Texte à lire:
—————
Vous avez dirigé pendant treize ans le Département de la formation, de la culture et des sports du canton du Jura. Voyez-vous votre arrivée au DFI comme un prolongement logique de votre engagement au sein du gouvernement cantonal?

Je ne pense pas que ce soit un prolongement, car la politique n’est jamais – ou rarement – linéaire. Mais en même temps, on est forcément un peu pétri de ce qu’on a fait précédemment. La culture est pour moi une belle manière de comprendre le fédéralisme, elle permet de se rendre compte de l’importance des réseaux, des liens, de la réalité des quatre langues nationales et de celle des villes et des campagnes. Donc, même si je ne considère pas mon arrivée au DFI comme un prolongement, avoir eu la chance d’être au contact depuis longtemps des actrices et acteurs culturels est forcément un atout. Et sans verser dans le patriotisme jurassien, je dois dire que nous avons toujours eu une vraie conscience de la culture, qui a été primordiale dans la création du canton, par la suite, avec la mise en place du Théâtre du Jura, ou encore avec la nomination – ensemble avec mon collègue bernois Mario Annoni – de délégués interjurassiens aux Affaires culturelles.
—————
Lignes enregistrées:
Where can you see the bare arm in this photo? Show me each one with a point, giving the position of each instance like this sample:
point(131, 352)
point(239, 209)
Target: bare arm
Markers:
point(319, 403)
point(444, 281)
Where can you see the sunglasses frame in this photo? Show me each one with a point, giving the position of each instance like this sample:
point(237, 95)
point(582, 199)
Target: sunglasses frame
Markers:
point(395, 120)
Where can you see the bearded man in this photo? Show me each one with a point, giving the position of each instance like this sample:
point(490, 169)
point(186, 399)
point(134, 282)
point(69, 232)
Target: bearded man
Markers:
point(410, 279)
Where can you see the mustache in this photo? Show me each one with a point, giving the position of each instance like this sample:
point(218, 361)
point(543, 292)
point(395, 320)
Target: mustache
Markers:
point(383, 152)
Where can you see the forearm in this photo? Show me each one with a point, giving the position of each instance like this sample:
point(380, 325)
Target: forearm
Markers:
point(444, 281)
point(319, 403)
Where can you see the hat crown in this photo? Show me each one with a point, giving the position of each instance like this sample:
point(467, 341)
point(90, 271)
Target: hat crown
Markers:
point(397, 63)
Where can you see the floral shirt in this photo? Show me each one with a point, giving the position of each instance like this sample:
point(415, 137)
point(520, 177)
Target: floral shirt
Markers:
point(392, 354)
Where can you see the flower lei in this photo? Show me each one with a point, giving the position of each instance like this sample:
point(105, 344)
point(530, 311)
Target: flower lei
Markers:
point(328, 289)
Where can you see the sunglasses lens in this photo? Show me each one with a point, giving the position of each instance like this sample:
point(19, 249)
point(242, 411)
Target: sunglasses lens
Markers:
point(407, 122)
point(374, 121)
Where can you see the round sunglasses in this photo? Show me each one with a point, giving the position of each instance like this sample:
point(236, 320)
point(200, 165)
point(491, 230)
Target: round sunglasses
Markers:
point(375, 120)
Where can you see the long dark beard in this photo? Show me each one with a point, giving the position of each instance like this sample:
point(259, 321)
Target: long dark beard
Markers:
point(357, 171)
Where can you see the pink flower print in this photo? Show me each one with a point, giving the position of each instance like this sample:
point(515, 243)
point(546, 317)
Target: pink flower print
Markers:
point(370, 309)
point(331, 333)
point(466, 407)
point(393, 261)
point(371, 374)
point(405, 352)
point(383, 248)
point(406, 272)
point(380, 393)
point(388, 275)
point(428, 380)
—————
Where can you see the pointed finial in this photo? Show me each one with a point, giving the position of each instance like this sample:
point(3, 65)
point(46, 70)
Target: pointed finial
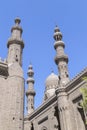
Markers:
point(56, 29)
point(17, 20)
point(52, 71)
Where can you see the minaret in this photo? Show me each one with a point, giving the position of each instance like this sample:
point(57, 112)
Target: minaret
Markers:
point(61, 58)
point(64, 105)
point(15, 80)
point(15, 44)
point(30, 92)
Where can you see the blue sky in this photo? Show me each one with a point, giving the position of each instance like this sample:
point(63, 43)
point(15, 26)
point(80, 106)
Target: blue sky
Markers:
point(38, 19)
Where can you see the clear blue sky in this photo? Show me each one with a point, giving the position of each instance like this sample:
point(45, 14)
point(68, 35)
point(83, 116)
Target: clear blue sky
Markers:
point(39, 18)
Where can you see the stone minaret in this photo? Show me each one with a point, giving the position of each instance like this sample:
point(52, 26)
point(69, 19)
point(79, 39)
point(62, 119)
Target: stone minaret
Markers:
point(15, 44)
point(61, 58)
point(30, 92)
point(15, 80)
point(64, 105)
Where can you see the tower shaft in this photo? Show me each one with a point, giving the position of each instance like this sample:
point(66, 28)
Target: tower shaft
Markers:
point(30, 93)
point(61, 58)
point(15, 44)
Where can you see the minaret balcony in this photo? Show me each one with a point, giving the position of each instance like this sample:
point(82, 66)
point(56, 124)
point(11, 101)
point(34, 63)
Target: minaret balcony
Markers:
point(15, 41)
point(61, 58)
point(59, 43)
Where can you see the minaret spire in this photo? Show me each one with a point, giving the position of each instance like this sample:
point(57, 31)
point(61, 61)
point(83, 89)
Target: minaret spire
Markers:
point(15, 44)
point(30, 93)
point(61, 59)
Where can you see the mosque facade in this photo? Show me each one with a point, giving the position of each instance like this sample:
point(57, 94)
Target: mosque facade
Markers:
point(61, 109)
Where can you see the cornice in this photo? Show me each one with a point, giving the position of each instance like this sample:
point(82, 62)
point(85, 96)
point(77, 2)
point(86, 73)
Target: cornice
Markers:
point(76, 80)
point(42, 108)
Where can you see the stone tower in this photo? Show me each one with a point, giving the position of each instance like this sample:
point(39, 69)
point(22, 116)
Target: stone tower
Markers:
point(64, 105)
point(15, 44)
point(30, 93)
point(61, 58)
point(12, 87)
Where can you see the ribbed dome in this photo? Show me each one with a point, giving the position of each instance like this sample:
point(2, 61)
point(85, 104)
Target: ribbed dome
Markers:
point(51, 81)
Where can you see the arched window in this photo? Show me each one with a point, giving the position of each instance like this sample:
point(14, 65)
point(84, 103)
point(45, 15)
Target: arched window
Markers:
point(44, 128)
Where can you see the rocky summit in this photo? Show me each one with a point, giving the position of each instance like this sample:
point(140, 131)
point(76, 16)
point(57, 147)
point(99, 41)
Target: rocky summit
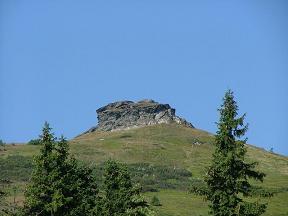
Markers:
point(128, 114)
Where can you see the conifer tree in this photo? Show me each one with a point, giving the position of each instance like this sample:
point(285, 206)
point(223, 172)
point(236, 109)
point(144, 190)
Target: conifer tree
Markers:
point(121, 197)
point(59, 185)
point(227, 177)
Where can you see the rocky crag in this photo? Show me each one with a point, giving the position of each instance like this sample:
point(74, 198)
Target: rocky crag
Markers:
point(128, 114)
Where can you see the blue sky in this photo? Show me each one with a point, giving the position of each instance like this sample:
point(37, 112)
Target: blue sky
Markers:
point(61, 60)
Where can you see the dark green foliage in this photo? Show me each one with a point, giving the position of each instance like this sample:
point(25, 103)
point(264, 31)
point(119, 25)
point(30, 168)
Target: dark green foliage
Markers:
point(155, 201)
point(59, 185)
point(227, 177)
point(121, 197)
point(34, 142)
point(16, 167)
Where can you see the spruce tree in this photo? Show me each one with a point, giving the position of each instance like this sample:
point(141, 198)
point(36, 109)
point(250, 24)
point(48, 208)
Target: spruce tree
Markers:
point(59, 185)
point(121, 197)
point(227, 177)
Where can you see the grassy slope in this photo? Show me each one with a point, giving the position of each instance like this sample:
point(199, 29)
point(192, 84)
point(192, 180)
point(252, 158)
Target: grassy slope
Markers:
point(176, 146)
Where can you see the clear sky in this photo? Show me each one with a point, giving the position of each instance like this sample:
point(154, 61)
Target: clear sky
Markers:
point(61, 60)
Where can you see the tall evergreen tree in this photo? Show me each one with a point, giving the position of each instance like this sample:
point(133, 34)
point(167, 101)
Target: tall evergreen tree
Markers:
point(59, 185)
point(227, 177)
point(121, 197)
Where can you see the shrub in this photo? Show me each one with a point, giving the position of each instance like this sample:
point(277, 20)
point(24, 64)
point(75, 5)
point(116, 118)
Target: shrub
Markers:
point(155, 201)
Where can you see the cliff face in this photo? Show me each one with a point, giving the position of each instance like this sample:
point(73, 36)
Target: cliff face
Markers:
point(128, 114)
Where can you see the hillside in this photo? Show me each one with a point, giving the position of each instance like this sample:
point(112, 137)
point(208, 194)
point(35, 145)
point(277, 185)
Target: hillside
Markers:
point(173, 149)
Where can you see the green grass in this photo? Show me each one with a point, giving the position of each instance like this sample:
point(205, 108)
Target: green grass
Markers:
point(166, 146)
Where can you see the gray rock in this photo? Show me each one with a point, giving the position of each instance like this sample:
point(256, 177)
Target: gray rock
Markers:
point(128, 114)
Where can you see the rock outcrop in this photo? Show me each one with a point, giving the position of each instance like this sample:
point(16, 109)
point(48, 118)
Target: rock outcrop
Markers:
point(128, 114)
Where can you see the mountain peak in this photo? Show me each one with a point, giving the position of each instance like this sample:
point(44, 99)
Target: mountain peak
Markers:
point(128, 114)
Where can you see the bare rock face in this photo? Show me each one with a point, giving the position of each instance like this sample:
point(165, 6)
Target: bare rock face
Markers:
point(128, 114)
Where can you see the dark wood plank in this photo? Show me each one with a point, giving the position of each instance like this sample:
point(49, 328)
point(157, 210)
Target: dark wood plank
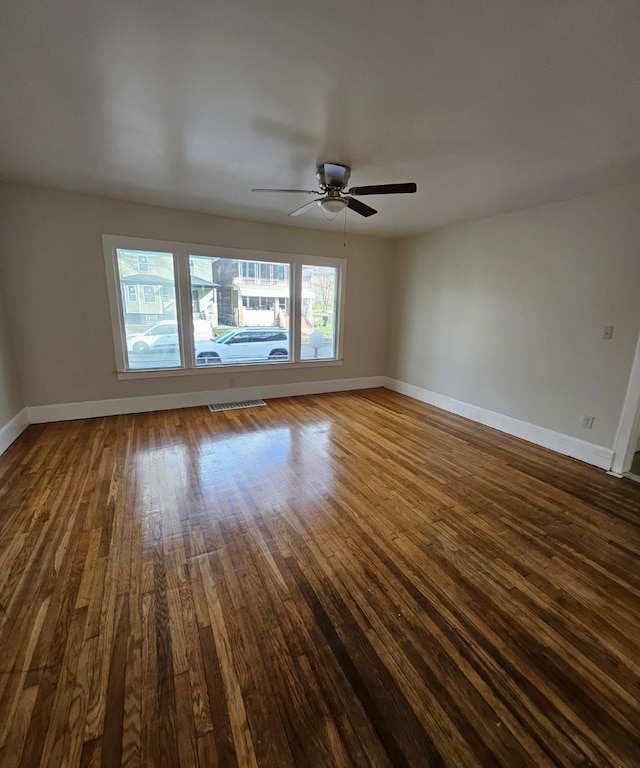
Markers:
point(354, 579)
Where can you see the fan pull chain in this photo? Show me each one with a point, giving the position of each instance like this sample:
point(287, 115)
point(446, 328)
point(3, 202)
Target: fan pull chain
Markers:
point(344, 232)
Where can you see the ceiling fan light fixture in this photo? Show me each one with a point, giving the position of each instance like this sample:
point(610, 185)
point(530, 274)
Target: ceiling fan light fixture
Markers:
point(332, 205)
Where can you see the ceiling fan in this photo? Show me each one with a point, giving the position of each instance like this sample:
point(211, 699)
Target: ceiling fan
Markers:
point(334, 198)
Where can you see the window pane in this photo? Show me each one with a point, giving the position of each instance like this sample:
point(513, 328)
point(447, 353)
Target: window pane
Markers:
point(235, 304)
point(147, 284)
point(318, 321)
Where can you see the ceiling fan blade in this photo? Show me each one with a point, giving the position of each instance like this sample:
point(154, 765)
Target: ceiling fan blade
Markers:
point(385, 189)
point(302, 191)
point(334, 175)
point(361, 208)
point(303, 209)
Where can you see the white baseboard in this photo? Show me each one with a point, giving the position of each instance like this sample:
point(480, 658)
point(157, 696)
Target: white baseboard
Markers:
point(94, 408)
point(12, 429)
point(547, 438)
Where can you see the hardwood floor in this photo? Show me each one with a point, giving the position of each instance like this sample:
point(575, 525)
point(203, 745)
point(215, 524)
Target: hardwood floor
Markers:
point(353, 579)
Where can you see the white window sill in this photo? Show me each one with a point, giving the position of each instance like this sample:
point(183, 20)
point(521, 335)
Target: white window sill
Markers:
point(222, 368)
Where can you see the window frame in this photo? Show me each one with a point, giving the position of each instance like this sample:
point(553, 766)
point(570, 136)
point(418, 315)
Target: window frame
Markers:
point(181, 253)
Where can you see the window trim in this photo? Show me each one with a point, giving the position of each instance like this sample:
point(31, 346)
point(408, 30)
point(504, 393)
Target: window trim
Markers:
—————
Problème à résoudre:
Recopiez mot pour mot le passage de l'entretien qui va de « Vous avez dirigé » à « du gouvernement cantonal? ».

Corrigé de l'exercice:
Vous avez dirigé pendant treize ans le Département de la formation, de la culture et des sports du canton du Jura. Voyez-vous votre arrivée au DFI comme un prolongement logique de votre engagement au sein du gouvernement cantonal?